■ Excerpted passage
Introduction and confirmation of issue existence #
Morning deploy #
First, all the test we could’ve afforded to perform on the dev environment were done (scope was severely limited by it being a 3rd party application, but all functionality was confirmed to work). Then, we got production upgrade scheduled and approved under change management for Thursday morning, so we can do it before human users start pushing data. It is also done not to let any potential issues to happen during afternoons when production workloads start relying more on data availability (plus getting vendor support is easier on business hours).
Deploy/upgrade went quite smoothly - it’s just a backup, service stop, yum package update, change of path and service restart. Downtime shorter than 3 minutes, automated functionality checks all green, no alerts. Easy job.

■ Requirements
1. Copy the deploy write-up from "Introduction and confirmation" to "alerts. Easy job.".
2. In the deploy write-up, how long was the downtime during the production upgrade?
3. Continue the deploy write-up about the morning production upgrade after its last sentence.

■ Dataset rows
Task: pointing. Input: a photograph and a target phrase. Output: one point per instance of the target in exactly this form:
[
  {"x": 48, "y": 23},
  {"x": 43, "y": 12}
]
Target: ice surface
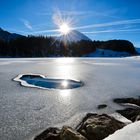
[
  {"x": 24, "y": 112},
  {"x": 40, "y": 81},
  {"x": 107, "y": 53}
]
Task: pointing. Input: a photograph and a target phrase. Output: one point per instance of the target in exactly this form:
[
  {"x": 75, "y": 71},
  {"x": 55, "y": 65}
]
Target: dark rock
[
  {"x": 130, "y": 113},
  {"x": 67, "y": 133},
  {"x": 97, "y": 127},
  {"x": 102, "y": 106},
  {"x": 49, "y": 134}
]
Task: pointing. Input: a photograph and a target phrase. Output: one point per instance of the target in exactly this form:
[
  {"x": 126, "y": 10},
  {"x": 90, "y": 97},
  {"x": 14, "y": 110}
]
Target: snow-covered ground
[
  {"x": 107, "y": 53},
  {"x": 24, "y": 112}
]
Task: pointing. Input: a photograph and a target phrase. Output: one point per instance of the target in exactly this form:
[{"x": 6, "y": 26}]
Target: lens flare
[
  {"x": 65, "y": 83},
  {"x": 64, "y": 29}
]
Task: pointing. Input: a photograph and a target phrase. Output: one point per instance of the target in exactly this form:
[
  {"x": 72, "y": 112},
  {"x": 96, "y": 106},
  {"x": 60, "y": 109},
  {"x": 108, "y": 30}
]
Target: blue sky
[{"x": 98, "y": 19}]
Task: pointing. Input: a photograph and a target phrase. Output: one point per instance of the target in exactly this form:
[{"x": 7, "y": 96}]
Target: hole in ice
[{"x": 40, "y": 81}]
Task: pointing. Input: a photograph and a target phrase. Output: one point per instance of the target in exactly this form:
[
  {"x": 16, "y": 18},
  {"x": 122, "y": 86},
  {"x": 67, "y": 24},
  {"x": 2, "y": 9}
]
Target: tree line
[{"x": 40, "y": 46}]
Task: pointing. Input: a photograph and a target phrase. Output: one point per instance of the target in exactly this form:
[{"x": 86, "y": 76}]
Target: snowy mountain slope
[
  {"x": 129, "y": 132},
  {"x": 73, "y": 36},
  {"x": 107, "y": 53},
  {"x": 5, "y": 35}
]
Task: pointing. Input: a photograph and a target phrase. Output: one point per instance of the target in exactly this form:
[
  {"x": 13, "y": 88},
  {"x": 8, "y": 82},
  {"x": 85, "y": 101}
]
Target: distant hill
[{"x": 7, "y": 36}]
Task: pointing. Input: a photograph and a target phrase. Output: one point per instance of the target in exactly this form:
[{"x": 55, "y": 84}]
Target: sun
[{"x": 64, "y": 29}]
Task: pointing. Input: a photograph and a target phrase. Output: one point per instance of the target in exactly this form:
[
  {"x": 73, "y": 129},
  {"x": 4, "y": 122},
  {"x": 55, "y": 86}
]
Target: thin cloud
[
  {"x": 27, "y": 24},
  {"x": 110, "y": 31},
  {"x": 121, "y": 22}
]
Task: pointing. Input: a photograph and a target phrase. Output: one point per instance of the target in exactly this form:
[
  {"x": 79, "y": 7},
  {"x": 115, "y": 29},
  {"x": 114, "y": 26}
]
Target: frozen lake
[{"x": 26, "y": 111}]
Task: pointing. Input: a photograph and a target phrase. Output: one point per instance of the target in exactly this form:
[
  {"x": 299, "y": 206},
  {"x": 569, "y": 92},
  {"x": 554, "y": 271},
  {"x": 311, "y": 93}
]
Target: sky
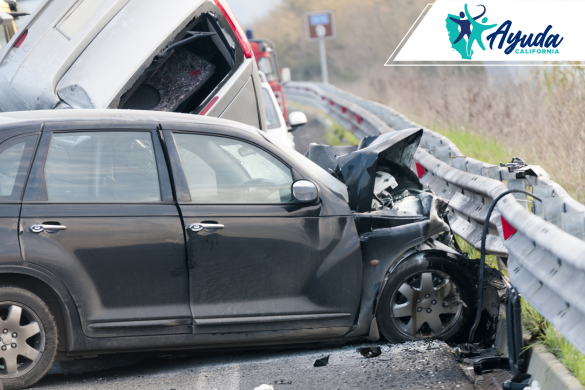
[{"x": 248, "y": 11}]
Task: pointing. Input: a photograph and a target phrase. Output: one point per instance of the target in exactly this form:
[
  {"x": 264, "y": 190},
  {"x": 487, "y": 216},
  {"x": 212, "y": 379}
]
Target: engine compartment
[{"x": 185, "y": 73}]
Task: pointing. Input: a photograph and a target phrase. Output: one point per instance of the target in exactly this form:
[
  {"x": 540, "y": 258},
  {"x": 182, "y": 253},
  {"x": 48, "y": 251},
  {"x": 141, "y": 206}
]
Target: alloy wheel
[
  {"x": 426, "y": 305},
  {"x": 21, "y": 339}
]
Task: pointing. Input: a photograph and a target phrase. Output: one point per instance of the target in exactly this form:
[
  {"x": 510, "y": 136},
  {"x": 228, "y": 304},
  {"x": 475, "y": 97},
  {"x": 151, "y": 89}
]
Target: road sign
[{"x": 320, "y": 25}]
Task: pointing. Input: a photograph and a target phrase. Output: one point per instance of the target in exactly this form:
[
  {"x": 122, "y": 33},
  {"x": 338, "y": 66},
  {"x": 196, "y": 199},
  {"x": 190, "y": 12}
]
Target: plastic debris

■ Final results
1.
Introduction and confirmation of issue existence #
Morning deploy #
First, all the test we could’ve afforded to perform on the dev environment were done (scope was severely limited by it being a 3rd party application, but all functionality was confirmed to work). Then, we got production upgrade scheduled and approved under change management for Thursday morning, so we can do it before human users start pushing data. It is also done not to let any potential issues to happen during afternoons when production workloads start relying more on data availability (plus getting vendor support is easier on business hours).
Deploy/upgrade went quite smoothly - it’s just a backup, service stop, yum package update, change of path and service restart. Downtime shorter than 3 minutes, automated functionality checks all green, no alerts. Easy job.

2. Shorter than 3 minutes.

3.
One thing that should alert me more was that the aforementioned vTM made the cluster unavailable when I tried to each service from my workstation. However, it was a known issue for health checks to get stuck from time to time, so I just logged in to management console and restarted it, which cleared the issue. The fact I needed to manually kick it was noted in a change management ticket and left for review later.
Issue being noticed #
Two or three hours passed, and no alerts were appearing, so we were happy, as upgrades of N can be problematic at times. It turned out it was such case again - as we were notified by some users that the service is not working. Initially, they were slightly neglected as automated tester was still flagging all services as green, and it was just two users. When the third report came in on community channel, I did a few more checks. Then I discovered that while one of the endpoints that serve few services and browser console was fine (and reporting in admin panel that everything is all right), the other one was showing HTTP 500 error coming from vTM.
A quick attempt to repeat morning mitigation in pre-incident mode worked, but just for a minute, so a proper incident was declared shortly and users were notified we’re working on it. I quickly run the tester utility manually from various points of network and confirmed that the service is still 100% OK, and it’s just the vTM thinking it’s dead and therefore returning 500 for users that cannot reach it directly.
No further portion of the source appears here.